>>>
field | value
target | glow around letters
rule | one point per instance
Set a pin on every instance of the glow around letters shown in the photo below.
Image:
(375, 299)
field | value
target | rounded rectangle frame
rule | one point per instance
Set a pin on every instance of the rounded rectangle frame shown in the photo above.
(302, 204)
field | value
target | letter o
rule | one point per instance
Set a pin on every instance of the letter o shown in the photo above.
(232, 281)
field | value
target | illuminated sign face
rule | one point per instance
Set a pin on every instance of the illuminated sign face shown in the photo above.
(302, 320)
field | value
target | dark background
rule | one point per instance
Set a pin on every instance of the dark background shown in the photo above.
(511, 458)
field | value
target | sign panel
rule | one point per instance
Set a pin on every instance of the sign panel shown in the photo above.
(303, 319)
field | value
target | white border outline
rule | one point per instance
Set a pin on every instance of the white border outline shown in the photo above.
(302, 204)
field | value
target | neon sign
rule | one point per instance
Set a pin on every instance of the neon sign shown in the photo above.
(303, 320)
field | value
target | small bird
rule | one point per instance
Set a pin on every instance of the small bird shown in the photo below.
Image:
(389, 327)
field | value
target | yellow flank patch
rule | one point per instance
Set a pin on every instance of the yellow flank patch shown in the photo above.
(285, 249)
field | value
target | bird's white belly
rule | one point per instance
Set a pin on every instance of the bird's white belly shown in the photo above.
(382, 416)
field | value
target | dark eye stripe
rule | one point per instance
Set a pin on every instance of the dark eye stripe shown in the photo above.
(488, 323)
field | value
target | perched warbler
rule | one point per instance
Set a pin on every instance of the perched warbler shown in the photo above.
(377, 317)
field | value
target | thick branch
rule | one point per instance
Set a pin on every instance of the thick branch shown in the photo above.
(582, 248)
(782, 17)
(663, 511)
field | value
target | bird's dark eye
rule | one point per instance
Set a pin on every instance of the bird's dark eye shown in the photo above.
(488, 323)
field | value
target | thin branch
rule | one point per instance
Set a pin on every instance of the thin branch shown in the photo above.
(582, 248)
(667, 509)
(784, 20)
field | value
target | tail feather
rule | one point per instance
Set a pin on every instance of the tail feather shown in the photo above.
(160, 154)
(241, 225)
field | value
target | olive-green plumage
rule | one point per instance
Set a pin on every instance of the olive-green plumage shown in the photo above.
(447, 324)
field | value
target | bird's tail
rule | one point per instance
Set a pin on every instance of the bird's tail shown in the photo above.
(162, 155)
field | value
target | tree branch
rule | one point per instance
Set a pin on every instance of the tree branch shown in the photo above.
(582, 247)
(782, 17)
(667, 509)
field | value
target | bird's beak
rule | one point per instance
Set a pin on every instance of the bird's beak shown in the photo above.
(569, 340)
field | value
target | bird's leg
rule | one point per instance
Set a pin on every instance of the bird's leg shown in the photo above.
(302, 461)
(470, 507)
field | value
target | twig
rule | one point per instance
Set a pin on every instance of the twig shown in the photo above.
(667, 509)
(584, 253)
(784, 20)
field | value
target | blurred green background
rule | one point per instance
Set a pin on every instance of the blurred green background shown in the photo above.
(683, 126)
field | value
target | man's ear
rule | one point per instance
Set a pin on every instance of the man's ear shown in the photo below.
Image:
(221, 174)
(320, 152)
<<<
# WHAT NEEDS TO BE DONE
Restate the whole listing exactly.

# TASK RESULT
field | value
target | glow around letters
rule | one point per instance
Set a pin on every instance of the glow around letters shown in the photo below.
Image:
(375, 299)
field | value
target | rounded rectangle frame
rule | one point per instance
Set a pin on every instance of the rounded rectangle frame shown in the photo above.
(302, 204)
field | value
target | letter o
rule | one point per instance
Set a pin on every instance of the letter o shown in the photo above.
(232, 281)
field | value
target | illuminated sign face
rule | one point per instance
Set a pin on every instance of the illuminated sign face shown in the photo above.
(302, 320)
field | value
target | dark background
rule | one point per instance
Set a pin on every instance of the dark background shown in the photo above.
(511, 458)
field | value
target | sign panel
rule | one point per instance
Set a pin on every instance of the sign panel shown in the photo above.
(303, 319)
field | value
target | white border outline
rule | one point per instance
Set a pin on every instance of the white border outline shown in the photo above.
(302, 204)
field | value
target | neon sign
rule | one point per instance
Set a pin on every instance of the neon sign shown in the photo above.
(303, 320)
field | value
target | small bird
rule | one point per instance
Set a pin on every instance of the small bird shown in the photo below.
Image:
(389, 327)
field | value
target | yellow flank patch
rule | one point per instance
Set a pin on every instance of the yellow flank patch shown in the photo above.
(285, 249)
field | value
target | bird's white belly
rule | one point per instance
Set a pin on every instance of the bird's white belly shown in the photo above.
(382, 416)
field | value
target | dark eye stripe
rule | one point per instance
Set a pin on every instance of the dark eye stripe shown in the photo above.
(488, 323)
field | value
target | perched warbler
rule | one point per instance
Set a pin on every instance of the perched warbler shown in the photo above.
(377, 317)
field | value
target | thick branch
rule | one point per instance
Set a pin on every instance of the thick branch shown in the photo above.
(582, 248)
(782, 17)
(663, 511)
field | value
target | bird's dark eye
rule | one point per instance
Set a pin on every instance of the bird's dark eye shown in the photo above.
(488, 323)
field | value
target | thin branch
rule | one point per instance
Set a pin on every instance of the thin branch shown in the photo above.
(582, 248)
(667, 509)
(784, 20)
field | value
target | tail feather
rule | one point per instance
Set a pin on every instance of the tail feather shown in the photo above.
(160, 154)
(241, 225)
field | value
target | olive-green plumage
rule | one point per instance
Set a pin on every instance of the olive-green plumage shown in the photo above.
(447, 324)
field | value
target | bird's tail
rule | one point per instance
Set a pin on every instance of the bird's tail shown in the photo above.
(162, 155)
field | value
target | tree branch
rule | one point per instance
Set a pin on every instance of the tree branch shown in the photo above.
(582, 247)
(782, 17)
(667, 509)
field | value
target | bird's beak
rule | one point per instance
Set a pin on every instance of the bird's beak shown in the photo above.
(569, 340)
field | value
target | bird's leg
rule | one point per instance
Set a pin on every instance of the bird's leg shown in the photo above.
(302, 461)
(470, 507)
field | value
target | twig
rule | one point per instance
Set a pin on every instance of the twig shown in the photo above.
(667, 509)
(584, 253)
(784, 20)
field | value
target | blurred green background
rule | one point per instance
Set a pin on every instance of the blurred green background shown in the photo above.
(683, 126)
field | value
target | man's ear
rule | one point per instance
Set a pin on every instance of the man's ear shown in the photo below.
Image:
(221, 174)
(320, 152)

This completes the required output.